Change "thickest part" to "widest part" wherever it appears in the listing below, and reproduce every other line unchanged.

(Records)
=====

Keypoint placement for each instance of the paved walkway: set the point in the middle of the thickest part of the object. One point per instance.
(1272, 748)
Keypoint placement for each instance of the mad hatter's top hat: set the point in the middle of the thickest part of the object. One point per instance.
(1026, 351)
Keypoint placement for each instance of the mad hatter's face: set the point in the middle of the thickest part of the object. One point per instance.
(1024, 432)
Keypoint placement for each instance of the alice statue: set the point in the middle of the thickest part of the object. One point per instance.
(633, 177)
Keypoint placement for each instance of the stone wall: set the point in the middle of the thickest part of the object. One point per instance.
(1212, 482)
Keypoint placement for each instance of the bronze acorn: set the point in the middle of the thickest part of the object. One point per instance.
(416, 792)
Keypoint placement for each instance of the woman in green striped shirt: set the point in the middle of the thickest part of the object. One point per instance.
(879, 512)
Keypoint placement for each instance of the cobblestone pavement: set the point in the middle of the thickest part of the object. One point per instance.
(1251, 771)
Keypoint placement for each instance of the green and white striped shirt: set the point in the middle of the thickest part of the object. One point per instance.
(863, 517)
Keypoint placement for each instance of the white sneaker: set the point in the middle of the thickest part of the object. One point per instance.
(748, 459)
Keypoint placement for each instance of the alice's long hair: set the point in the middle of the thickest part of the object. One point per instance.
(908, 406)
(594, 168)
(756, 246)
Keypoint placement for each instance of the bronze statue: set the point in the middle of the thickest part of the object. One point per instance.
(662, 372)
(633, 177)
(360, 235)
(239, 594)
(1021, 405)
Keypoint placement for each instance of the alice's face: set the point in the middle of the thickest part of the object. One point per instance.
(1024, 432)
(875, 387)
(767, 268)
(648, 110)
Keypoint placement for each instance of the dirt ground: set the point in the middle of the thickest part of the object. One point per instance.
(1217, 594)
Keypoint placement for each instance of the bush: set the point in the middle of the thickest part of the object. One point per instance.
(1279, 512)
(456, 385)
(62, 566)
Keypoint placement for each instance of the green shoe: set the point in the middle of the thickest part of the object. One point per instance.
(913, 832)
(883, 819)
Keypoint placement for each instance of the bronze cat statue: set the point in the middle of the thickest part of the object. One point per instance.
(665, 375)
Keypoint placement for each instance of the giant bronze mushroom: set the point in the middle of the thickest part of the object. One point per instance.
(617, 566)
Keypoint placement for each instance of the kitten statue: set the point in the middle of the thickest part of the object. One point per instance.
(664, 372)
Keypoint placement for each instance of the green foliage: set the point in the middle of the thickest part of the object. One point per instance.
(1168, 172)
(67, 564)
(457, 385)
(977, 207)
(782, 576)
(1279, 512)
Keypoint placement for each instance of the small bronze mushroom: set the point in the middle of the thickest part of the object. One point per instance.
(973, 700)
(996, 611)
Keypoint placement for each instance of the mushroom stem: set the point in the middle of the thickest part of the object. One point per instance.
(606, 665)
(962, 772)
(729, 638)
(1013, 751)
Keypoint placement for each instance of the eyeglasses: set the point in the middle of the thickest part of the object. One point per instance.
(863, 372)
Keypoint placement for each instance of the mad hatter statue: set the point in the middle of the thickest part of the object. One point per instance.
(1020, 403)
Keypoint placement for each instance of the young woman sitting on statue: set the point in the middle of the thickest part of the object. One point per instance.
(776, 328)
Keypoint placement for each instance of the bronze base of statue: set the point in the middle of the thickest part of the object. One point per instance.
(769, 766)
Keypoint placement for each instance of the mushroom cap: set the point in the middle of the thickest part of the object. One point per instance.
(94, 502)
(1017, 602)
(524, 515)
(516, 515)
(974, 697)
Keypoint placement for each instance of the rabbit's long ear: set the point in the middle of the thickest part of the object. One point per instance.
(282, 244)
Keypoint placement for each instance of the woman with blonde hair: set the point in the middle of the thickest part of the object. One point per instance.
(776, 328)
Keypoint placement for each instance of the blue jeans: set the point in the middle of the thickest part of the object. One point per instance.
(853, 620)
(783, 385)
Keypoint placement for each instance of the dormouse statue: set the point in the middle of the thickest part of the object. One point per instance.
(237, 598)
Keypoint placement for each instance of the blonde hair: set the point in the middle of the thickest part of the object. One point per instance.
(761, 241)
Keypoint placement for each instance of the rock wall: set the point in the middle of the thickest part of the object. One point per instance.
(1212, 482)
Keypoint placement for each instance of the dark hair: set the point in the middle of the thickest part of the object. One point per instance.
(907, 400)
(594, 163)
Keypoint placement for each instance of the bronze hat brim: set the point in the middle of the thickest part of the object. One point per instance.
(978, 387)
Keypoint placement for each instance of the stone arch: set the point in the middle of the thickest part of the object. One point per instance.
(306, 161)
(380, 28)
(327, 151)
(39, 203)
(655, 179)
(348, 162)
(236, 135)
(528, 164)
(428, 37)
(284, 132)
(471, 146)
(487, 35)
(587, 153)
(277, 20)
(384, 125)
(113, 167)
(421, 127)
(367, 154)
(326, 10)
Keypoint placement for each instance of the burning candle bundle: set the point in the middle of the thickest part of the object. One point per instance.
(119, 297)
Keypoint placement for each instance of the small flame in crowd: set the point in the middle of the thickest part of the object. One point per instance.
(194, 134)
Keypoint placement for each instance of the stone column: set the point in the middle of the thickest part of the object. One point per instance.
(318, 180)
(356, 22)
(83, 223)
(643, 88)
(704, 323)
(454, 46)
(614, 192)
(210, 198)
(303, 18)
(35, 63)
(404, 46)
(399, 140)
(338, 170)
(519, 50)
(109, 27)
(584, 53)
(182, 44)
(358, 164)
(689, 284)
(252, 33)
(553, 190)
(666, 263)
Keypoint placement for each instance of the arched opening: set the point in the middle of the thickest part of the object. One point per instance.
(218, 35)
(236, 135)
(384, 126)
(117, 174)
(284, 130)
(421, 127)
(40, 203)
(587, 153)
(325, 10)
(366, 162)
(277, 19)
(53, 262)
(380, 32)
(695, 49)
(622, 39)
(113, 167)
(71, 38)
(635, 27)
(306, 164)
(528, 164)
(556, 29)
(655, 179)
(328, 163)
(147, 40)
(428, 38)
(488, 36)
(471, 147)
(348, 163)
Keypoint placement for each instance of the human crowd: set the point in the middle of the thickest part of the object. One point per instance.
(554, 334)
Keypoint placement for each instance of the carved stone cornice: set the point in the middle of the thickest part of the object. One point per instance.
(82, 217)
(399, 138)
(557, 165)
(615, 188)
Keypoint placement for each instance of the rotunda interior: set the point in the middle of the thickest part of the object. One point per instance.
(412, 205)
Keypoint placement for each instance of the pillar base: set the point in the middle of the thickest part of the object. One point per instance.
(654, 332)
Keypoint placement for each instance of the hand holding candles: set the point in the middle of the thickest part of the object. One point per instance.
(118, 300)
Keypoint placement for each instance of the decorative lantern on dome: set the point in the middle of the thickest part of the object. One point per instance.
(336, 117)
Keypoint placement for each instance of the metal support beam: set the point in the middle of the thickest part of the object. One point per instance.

=====

WRITTEN SOLUTION ::
Keypoint placement for each instance of the paved walkway: set the point in the middle of the widest part of the object. One point per instance.
(1272, 748)
Keypoint placement for each instance of the mad hatter's top hat: set the point in the middle of the widest part of the object. One point per instance.
(1026, 351)
Keypoint placement for each instance of the mad hatter's face: set the point in the middle of the widest part of the object. One point per instance.
(1024, 432)
Keypoint placement for each instance of the alice statue: set the point in the middle of the widest part of the object. One point per instance.
(633, 177)
Keypoint placement for each instance of the stone wall: set the point in the middle of the widest part of the object. One point per instance.
(1212, 482)
Keypoint placement for each instance of the bronze acorn: set the point in the middle of the widest part of the object. One point per instance.
(416, 792)
Keypoint placement for each instance of the woman in green striped shirt: set the point in the middle of the widest part of the object. One point per instance.
(879, 512)
Keypoint placement for each instance of the cobblestone pavement: set the point in the middle of the widest part of the object. One point per instance.
(1251, 771)
Keypoint placement for each instance of the green and white striped shirt: set the point in the middle of the widest part of the object. One point per instance.
(863, 517)
Keypoint placement for each instance of the white sneaker: set the point in the middle of the widest part of the object. One point per instance.
(748, 459)
Keypoint placement for each instance of the alice's long hair: set the point in the middle of the widest part of the object. One point per instance.
(908, 406)
(594, 168)
(756, 246)
Keypoint placement for each instance of the bronze statue: set the point in the middle of the widest part of the object. One point per instance.
(662, 372)
(633, 177)
(360, 235)
(239, 594)
(1021, 405)
Keypoint placement for each instance of the alice's face: set the point in the middle of the widest part of the object. One point per instance.
(1024, 432)
(875, 387)
(767, 268)
(648, 110)
Keypoint placement for each instance of the dirt ground: set the point in the middle of the widest part of the object. One point per instance.
(1217, 594)
Keypoint placement for each instance of the bush: set the point in the middle of the widest part of the object. One point per instance.
(1279, 512)
(456, 385)
(62, 566)
Keypoint placement for each instance of the green shoe: set the point in the middle of the widest part of the object. One point per instance.
(913, 832)
(883, 819)
Keypoint placement for each instance of the bronze cat statue: set the point in the middle of the widest part of the object. One point per instance.
(665, 375)
Keypoint placement for each instance of the giant bronze mushroom: set the point in the middle of the widest part of the object. One point per instance.
(617, 566)
Keypoint placement for each instance of the kitten statue: set the point in the middle of the widest part of the object. One point per instance.
(664, 372)
Keypoint placement for each instance of the green foliage: set the point in the middle of the widest part of the object. One point per instance.
(1168, 172)
(67, 564)
(457, 385)
(977, 207)
(782, 576)
(1279, 512)
Keypoint placement for each instance of the small bronze mushroom: set the point in the middle of the widest part of the object. One point per instance.
(973, 700)
(996, 611)
Keypoint placement for each instance of the mushroom stem: set the point in the middle of the widest part of the object. One point per instance.
(606, 665)
(962, 772)
(729, 638)
(1013, 751)
Keypoint placement for each instance of the eyeglasses: set the point in the middle of the widest part of the object. One point per instance.
(863, 372)
Keypoint placement for each instance of the mad hatter statue: set the point in the middle of the widest part of the object. One point per instance.
(1020, 403)
Keypoint placement for each instance of the young woman sitting on statue: set the point in the middle of the widest part of the object. One point per instance.
(776, 328)
Keypoint placement for each instance of the bronze base of statue: set the point in the middle of the widest part of the object. One point per instance.
(769, 766)
Keypoint placement for each instance of the mushroom cap: set the point in the middle of the widest part of the object. One point per instance.
(94, 502)
(1017, 602)
(524, 515)
(516, 515)
(974, 697)
Keypoint placement for each instance of the rabbit's long ear: set the point in the middle of the widest part of the object. One point per instance.
(282, 244)
Keypoint placement for each instance of the woman with blonde hair: set the point in the middle of the widest part of the object. One point per instance.
(776, 328)
Keypoint placement for each instance of the blue jeans: set the point in the middle of the widest part of the object. One point per instance.
(853, 620)
(783, 385)
Keypoint placement for each instance of the dormouse statue: set the point in the middle of the widest part of the object. One point per instance.
(237, 598)
Keypoint placement for each instance of the blonde hair: set the point in the middle of the widest part of the object. One point per instance.
(761, 241)
Keypoint placement for each instance of the rock wall: set the point in the middle of the widest part of the object. One point per instance.
(1212, 482)
Keypoint placement for each instance of the dark hair: set the point in the middle of the widest part of the object. One point per instance.
(907, 400)
(594, 163)
Keypoint placement for each instance of the bronze hat brim: set the point in the middle of the widest part of the object. One point per instance.
(978, 387)
Keypoint placement for each instance of the stone arch: set the point in the middle of the widest part of the object. One point per instance.
(306, 161)
(380, 28)
(327, 151)
(39, 203)
(655, 179)
(348, 162)
(236, 135)
(528, 164)
(428, 37)
(284, 132)
(471, 146)
(487, 35)
(587, 153)
(277, 20)
(384, 125)
(113, 167)
(421, 127)
(367, 154)
(326, 10)
Keypoint placement for each instance of the burning candle bundle: set the point in the middle of the widest part of the object. One point per instance.
(119, 297)
Keypoint placement for each instance of the small flame in crowd: set the point in the middle of the widest part of the object. One point per instance.
(194, 134)
Keypoint placement for each instance of the stone column: set the point in the middle of the widest part of the object. One point per instance.
(318, 180)
(356, 22)
(83, 223)
(643, 88)
(704, 323)
(454, 46)
(614, 192)
(210, 198)
(303, 18)
(35, 63)
(404, 46)
(399, 140)
(338, 170)
(519, 50)
(109, 27)
(584, 53)
(182, 44)
(358, 164)
(689, 284)
(252, 33)
(553, 190)
(666, 263)
Keypoint placement for each instance of the arched opening: set the point in the middle of the widest part of the object. One point per instance.
(218, 35)
(236, 135)
(384, 126)
(117, 174)
(284, 130)
(421, 127)
(40, 203)
(587, 153)
(325, 10)
(366, 162)
(277, 19)
(53, 262)
(380, 32)
(695, 49)
(622, 39)
(113, 167)
(71, 38)
(635, 27)
(306, 164)
(528, 164)
(556, 29)
(655, 179)
(328, 163)
(147, 40)
(428, 38)
(488, 36)
(471, 147)
(348, 163)
Keypoint placement for each instance of the human crowd: set the point in the middle of the widest part of the object. One point per instance.
(554, 334)
Keypoint placement for each instance of the carved stone cornice: set the point in the middle of the widest part of the object. One point per instance.
(82, 217)
(399, 138)
(557, 165)
(615, 188)
Keypoint placement for each instance of the rotunda interior: set the point in the middle of the widest part of the object. One point per instance.
(412, 205)
Keypoint placement for each instance of the pillar base: set the point in the middle of the widest part of the object. One point per instance.
(654, 332)
Keypoint placement for each instance of the hand holding candles: set the point in the middle of the widest part of the object. One point per instance.
(118, 300)
Keypoint placement for each instance of the decorative lantern on dome: set the point in the middle of the widest part of the object. One point per instance.
(336, 117)
Keypoint placement for each instance of the metal support beam: set the point in the middle of the widest part of the object. One point per instance.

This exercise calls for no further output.